### Sayfa Metni
-- -- --

Geçtiğimiz hafta anlatmış olduğum Kırsal Kalkınma için açılan destek programı amacına ulaşabilecek mi? Bunu hep beraber bekleyip göreceğiz. İşim gereği yıllardır yatırım üzerine danışmanlık yapmaktayım. Başta Konya olmak üzere ülkemizin çeşitli illerinde ve yurt dışında bu işi yürütüyorum. Gene işim gereği ilçe başkanlarımız, ziraat odası başkanlarımız, süt birliklerimiz gibi çeşitli devlet organları ve STK lar ile irtibat halindeyiz. Bu bağlamda Konya için hendek haline gelen bazı sorunlara değinmek istiyorum.

Devlet (baba) piyasayı dengelemek için (arz-talep) yatırımlara yön vermeye çalışır. Yani sadece sanayiyi destekleyip tarımı yalnız bırakırsanız arz-talep dengesi bozulacağından mecburen her iki tarafı da dengeli büyütür.

Kırsal kalkınma desteklemeleri sadece taşrayı değil bölgemizdeki tüccarları, gıda toptancılarını veya dolaylı olarak bütün Konya esnafını etkiler. Lakin sanki gizli bir el bu yatırımların önüne set çekiyor gibi.

-- -- --

### Sorular
A - Kırsal kalkınma yazısında "Devlet (baba) piyasayı" ifadesinden "da dengeli büyütür." ifadesine kadar olan bölümü hiç değiştirmeden geri ver.
B - Şu ifadelerin kırsal kalkınma yazısıyla uyuşup uyuşmadığını her biri için evet ya da hayır diyerek belirt ve kararı belirleyen sözleri yazıdan aynen alıntıla: (i) Yazar yıllardır yatırım üzerine danışmanlık yapmaktadır. (ii) Yazar bu işi yalnızca Konya'da yürütmektedir. (iii) Kırsal kalkınma desteklemeleri yalnızca taşrayı etkiler.
Kayıtlar, kırsal kalkınma yazısından bağımsız ayrı bir malzemedir.

-- -- --

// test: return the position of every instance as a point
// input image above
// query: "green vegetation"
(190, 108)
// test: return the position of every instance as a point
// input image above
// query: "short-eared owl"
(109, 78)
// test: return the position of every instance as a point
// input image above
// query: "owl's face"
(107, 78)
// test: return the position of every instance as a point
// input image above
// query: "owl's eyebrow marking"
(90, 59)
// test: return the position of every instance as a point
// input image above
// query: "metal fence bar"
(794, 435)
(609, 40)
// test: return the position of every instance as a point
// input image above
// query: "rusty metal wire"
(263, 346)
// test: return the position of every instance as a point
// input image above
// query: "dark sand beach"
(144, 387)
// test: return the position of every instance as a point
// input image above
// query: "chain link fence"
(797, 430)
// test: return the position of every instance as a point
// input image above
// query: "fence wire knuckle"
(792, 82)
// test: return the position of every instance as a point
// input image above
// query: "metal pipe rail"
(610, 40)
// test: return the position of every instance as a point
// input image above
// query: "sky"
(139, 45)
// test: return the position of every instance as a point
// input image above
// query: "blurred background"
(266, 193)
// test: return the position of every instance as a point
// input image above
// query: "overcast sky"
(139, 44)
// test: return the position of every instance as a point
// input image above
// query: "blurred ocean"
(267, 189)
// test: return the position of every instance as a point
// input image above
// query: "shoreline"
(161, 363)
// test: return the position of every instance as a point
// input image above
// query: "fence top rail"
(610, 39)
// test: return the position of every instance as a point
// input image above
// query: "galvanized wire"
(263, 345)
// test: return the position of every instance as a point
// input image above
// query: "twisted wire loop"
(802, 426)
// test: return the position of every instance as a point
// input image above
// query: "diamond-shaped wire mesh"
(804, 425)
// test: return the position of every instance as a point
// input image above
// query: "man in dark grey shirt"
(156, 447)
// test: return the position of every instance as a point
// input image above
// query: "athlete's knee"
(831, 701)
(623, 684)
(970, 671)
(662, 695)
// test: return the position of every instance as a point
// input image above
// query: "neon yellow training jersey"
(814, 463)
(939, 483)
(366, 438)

-- -- --

### Çözülmüş Sorular
A -
Devlet (baba) piyasayı dengelemek için (arz-talep) yatırımlara yön vermeye çalışır. Yani sadece sanayiyi destekleyip tarımı yalnız bırakırsanız arz-talep dengesi bozulacağından mecburen her iki tarafı da dengeli büyütür.

B -
(i) Evet: "İşim gereği yıllardır yatırım üzerine danışmanlık yapmaktayım."
(ii) Hayır: "Başta Konya olmak üzere ülkemizin çeşitli illerinde ve yurt dışında bu işi yürütüyorum."
(iii) Hayır: "Kırsal kalkınma desteklemeleri sadece taşrayı değil bölgemizdeki tüccarları, gıda toptancılarını veya dolaylı olarak bütün Konya esnafını etkiler."